→ Tasks
1. Print the stretch of the egg-preparation guide from "1. To buy and" through "thick and compact.".
2. In the egg-preparation guide, how much cream of tartar is added for 4 egg whites when whisking them?

→ Source document

::::::::

To follow are the basics on how to prepare eggs in a variety of ways.

Ingredients

Quantity Ingredient
see method for ingredients

Method

  1. To buy and store: Eggs are bought graded according to weight; the medium ones are used in most recipes unless otherwise stated. Choose the freshest eggs possible by purchasing them from a busy shop with a fast turnover. A fresh egg when broken into a saucer should be quite highly domed, with the white thick and compact.
  2. Never wash eggs before storing as this will destroy the natural protective film over the shells; store them in the refrigerator away from highly flavoured foods as the shells are porous and absorb odours. Place the pointed ends down to allow the air space at the rounded end to ‘breathe’.
  3. Egg whites can be stored for 2–3 weeks in an airtight container in the refrigerator. To use: measure 1½ tablespoons for each egg white. Egg yolks may be covered with water, and refrigerated. Use within 5 days.
  4. For best results in cooking, remove eggs from the refrigerator for a few hours before using. Eggs used at room temperature mix with other ingredients more readily and the whites whisk to a greater volume.
  5. To whisk egg whites: These can be beaten by hand, with a whisk or rotary beater, or using an electric mixer. Whether you beat egg whites by hand or use a machine the basic principle is the same. The bowl and beater should be very clean, and the whites have no trace of yolk.
  6. Start beating slowly until a soft foam forms, then add a pinch of salt and ½ teaspoon cream of tartar for 4 egg whites. Gradually increase the beating speed and circulate the beaters right round the bowl, to incorporate all the egg white and beat in as much air as possible. Beat until the whites are glossy and creamy. Their volume by now should be 7 times greater than when you started beating and should hold a soft peak when the beater is raised. Stop beating before the whites form very stiff peaks as they become dry and brittle and will not mix well with other ingredients.
  7. Baked eggs: Butter small ramekins and break an egg into each. Season with salt and freshly ground white pepper, cover with 1 teaspoon warm cream or melted butter, and bake in a preheated moderate oven for 8–10 minutes until the white is set and the yolk still runny.
  8. Diced bacon, ham, salami or chopped spinach may be placed in the bottom of each ramekin before adding the egg if you wish. Cheese can be sprinkled over the egg before adding the cream or butter.
  9. Boiled eggs: Place eggs in a pan with cold water to cover. Bring to the boil and cook for 3 minutes for soft-boiled, 4 minutes for medium-boiled and 10 minutes for hard-boiled. Cool hard-boiled eggs rapidly under cold running water and tap gently all over to crack the shell and prevent an unsightly dark ring forming around the yolk. Store shelled hard-boiled eggs in cold water in the refrigerator.
  10. Fried eggs: Melt enough bacon fat or butter to cover the bottom of a frying pan. When it begins to sizzle, break the eggs, one at a time, into a cup and slide them into the pan. Fry gently, basting from time to time with the fat, until the eggs are cooked with firm whites and soft yolks or as you like them. Remove with an egg slice and serve at once.
  11. Poached eggs: Use very fresh eggs, straight from the refrigerator, as they hold their shape better. Half fill a shallow pan with water, add ¼ teaspoon vinegar and bring to the boil. Break each egg into a cup, slide it into the water, cover the pan, remove from the heat and leave for 3½ minutes for soft eggs or 4 minutes for firmer ones. Remove, using an egg slice, drain and serve at once.

::::::::

Data listing
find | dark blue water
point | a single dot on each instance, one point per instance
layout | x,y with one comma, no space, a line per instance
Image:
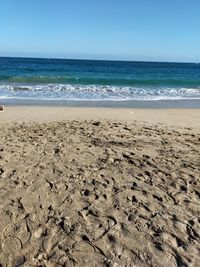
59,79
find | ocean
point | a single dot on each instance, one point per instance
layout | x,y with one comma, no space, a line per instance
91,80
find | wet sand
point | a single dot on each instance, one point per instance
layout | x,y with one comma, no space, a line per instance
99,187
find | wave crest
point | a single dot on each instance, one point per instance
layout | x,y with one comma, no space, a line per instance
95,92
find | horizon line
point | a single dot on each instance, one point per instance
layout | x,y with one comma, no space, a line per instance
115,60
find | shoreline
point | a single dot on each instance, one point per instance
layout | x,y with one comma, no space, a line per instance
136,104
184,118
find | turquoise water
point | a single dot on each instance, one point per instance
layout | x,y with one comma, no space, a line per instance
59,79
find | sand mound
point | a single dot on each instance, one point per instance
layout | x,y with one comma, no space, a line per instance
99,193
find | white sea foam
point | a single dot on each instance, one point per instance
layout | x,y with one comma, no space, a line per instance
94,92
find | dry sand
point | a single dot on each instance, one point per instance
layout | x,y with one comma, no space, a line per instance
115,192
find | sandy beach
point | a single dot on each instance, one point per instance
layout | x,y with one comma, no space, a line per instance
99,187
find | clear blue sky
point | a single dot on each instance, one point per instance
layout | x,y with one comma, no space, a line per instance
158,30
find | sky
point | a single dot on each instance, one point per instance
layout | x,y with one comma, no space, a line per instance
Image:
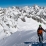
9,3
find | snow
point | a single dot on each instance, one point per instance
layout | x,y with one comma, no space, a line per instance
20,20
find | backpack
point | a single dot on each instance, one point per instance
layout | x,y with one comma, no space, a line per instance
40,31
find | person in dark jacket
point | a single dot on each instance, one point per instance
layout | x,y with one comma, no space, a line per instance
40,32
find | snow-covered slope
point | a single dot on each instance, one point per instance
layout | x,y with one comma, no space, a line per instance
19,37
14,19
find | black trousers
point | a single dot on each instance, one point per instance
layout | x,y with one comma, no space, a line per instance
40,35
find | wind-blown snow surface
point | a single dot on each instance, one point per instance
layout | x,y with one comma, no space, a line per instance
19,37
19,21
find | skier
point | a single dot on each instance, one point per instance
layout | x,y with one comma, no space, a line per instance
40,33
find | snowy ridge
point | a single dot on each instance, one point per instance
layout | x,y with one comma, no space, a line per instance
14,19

::::::::

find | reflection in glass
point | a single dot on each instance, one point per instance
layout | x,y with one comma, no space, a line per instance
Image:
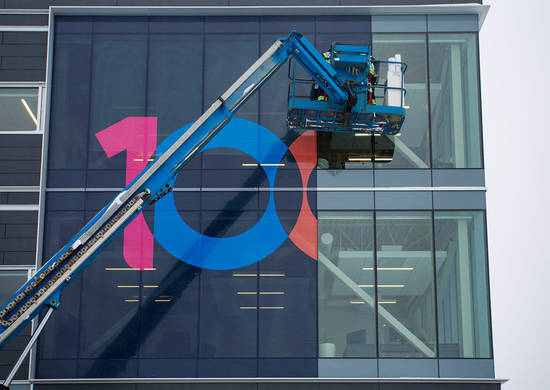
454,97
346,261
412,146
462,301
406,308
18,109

::::::::

→ Responses to the exercise
1.
1. To buy and store: Eggs are bought graded according to weight; the medium ones are used in most recipes unless otherwise stated. Choose the freshest eggs possible by purchasing them from a busy shop with a fast turnover. A fresh egg when broken into a saucer should be quite highly domed, with the white thick and compact.

2. ½ teaspoon, added along with a pinch of salt.